* [EXERCISE PROMPT]: Copy out every line of the data where the word "stained" is found.

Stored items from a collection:
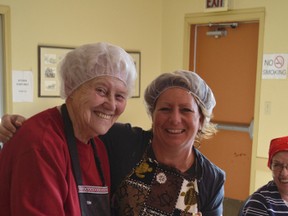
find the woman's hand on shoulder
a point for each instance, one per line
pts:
(9, 125)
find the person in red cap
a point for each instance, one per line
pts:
(272, 198)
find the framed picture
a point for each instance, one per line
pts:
(48, 77)
(137, 60)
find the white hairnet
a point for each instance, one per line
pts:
(184, 79)
(93, 60)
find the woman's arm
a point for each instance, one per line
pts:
(9, 125)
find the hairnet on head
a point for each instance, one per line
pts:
(188, 80)
(94, 60)
(277, 145)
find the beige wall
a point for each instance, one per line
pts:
(133, 25)
(273, 91)
(156, 28)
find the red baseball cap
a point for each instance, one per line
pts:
(277, 145)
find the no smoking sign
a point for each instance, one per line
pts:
(274, 66)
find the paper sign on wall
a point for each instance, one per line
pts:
(22, 86)
(274, 66)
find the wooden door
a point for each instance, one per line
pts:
(228, 64)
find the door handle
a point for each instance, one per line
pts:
(235, 127)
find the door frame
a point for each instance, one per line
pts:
(6, 45)
(245, 15)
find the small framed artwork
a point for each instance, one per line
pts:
(48, 77)
(137, 60)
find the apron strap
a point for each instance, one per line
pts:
(71, 142)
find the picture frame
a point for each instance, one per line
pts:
(136, 55)
(48, 77)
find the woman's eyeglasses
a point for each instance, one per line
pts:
(278, 167)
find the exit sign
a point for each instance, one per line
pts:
(216, 5)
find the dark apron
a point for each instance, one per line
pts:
(94, 200)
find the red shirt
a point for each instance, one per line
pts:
(35, 169)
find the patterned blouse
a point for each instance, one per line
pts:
(156, 189)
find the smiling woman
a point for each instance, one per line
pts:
(173, 177)
(56, 155)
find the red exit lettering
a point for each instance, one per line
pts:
(214, 3)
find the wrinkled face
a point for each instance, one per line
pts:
(97, 104)
(280, 173)
(176, 119)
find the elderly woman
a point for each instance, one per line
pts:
(186, 104)
(173, 177)
(55, 164)
(272, 198)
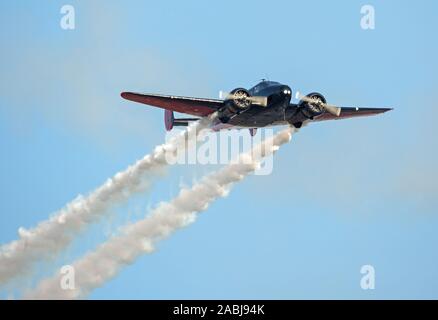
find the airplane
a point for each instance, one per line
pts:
(266, 104)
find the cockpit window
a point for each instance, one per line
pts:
(262, 85)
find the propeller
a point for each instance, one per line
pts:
(257, 100)
(332, 109)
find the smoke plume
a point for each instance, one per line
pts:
(51, 236)
(104, 263)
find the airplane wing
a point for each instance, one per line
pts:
(351, 113)
(194, 106)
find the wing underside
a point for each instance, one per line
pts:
(194, 106)
(351, 113)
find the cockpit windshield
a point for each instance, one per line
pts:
(262, 85)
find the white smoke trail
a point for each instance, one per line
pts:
(51, 236)
(102, 264)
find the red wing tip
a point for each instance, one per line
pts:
(125, 95)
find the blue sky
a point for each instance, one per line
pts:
(342, 194)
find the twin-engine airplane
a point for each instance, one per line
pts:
(266, 104)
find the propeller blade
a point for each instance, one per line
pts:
(336, 111)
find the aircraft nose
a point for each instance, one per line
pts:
(286, 91)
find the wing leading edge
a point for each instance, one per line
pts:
(194, 106)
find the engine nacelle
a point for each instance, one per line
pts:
(237, 101)
(311, 110)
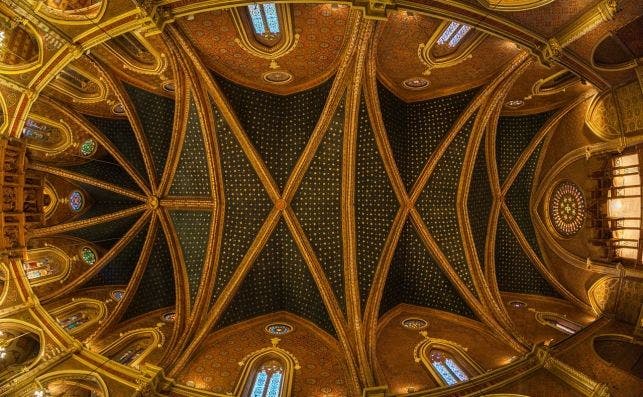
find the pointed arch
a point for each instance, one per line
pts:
(79, 314)
(72, 12)
(264, 367)
(134, 346)
(446, 361)
(46, 135)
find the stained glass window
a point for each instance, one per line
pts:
(265, 20)
(88, 147)
(453, 34)
(447, 367)
(76, 201)
(88, 255)
(268, 381)
(278, 328)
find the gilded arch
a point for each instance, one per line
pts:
(60, 264)
(19, 327)
(71, 12)
(59, 136)
(253, 361)
(422, 351)
(25, 29)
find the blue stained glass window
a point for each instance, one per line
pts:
(260, 384)
(453, 34)
(457, 371)
(275, 385)
(448, 32)
(76, 201)
(444, 373)
(455, 40)
(257, 18)
(271, 17)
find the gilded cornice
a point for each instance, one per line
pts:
(104, 259)
(120, 309)
(70, 175)
(83, 223)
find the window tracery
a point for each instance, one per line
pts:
(446, 361)
(267, 372)
(132, 348)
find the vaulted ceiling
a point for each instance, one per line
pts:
(335, 196)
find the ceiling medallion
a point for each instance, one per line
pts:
(515, 103)
(169, 317)
(416, 83)
(567, 208)
(88, 147)
(414, 323)
(168, 86)
(278, 328)
(88, 255)
(277, 77)
(517, 304)
(118, 109)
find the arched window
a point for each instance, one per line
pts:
(268, 380)
(45, 265)
(447, 362)
(447, 367)
(267, 373)
(558, 322)
(79, 315)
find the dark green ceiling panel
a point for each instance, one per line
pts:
(479, 202)
(513, 135)
(107, 170)
(415, 278)
(278, 126)
(247, 204)
(104, 202)
(193, 229)
(120, 269)
(518, 198)
(416, 129)
(514, 270)
(156, 114)
(279, 280)
(156, 289)
(375, 204)
(106, 234)
(437, 204)
(121, 135)
(192, 177)
(317, 204)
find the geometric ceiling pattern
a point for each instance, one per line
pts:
(224, 200)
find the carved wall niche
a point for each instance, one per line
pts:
(71, 12)
(20, 44)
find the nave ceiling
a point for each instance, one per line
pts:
(334, 171)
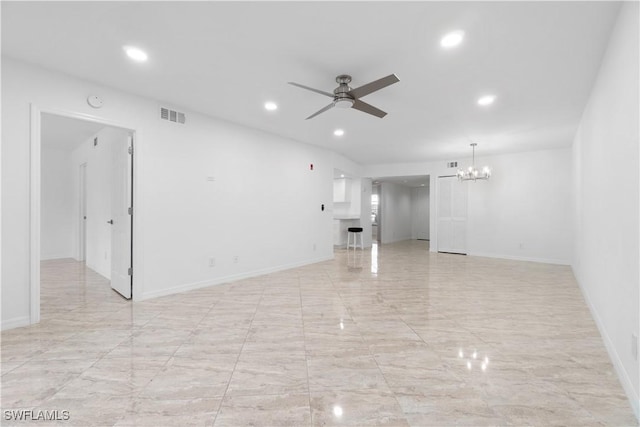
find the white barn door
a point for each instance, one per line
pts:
(452, 215)
(121, 174)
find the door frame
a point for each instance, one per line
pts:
(82, 215)
(35, 138)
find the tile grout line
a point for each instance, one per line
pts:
(306, 360)
(239, 353)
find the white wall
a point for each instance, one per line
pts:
(420, 213)
(524, 210)
(395, 204)
(56, 199)
(527, 200)
(264, 205)
(605, 155)
(365, 211)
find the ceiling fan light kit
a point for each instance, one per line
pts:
(471, 173)
(346, 97)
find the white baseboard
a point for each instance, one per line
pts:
(54, 256)
(226, 279)
(521, 258)
(627, 385)
(16, 322)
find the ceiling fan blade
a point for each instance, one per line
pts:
(328, 107)
(375, 85)
(368, 108)
(321, 92)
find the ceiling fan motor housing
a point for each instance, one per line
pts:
(342, 98)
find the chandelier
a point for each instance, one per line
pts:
(471, 173)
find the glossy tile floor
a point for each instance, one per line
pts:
(389, 336)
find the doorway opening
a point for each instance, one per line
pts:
(400, 208)
(82, 213)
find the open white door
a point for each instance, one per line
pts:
(121, 219)
(452, 215)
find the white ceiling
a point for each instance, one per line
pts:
(65, 133)
(226, 59)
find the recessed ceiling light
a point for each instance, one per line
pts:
(270, 106)
(486, 100)
(135, 53)
(452, 39)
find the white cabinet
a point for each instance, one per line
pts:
(342, 190)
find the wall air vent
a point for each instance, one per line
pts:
(172, 115)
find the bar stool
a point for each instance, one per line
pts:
(356, 231)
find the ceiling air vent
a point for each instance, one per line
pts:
(172, 115)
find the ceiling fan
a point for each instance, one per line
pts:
(346, 97)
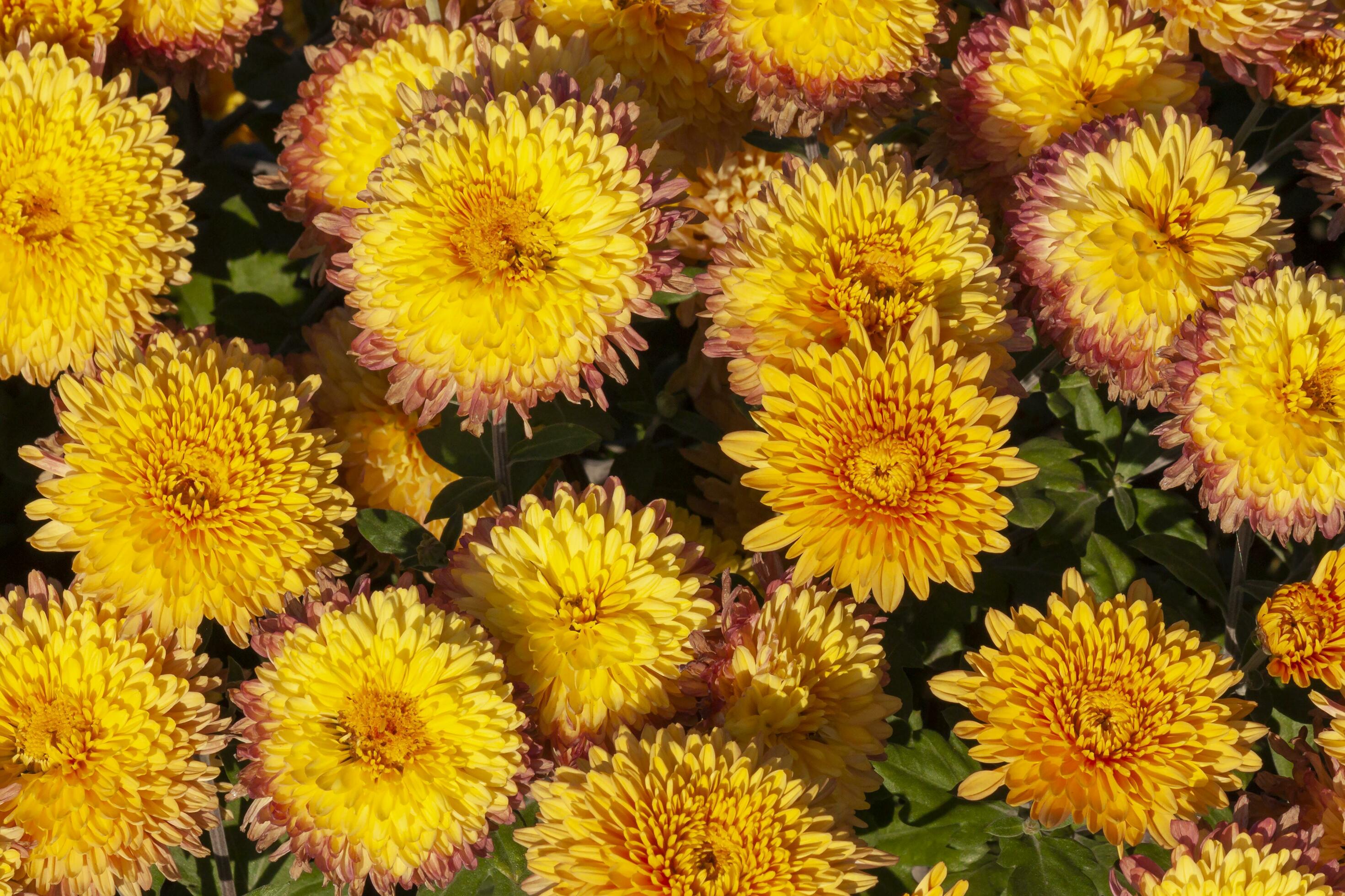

* [FINISHED EXERCISE]:
find the stained glass window
find the blue stained glass window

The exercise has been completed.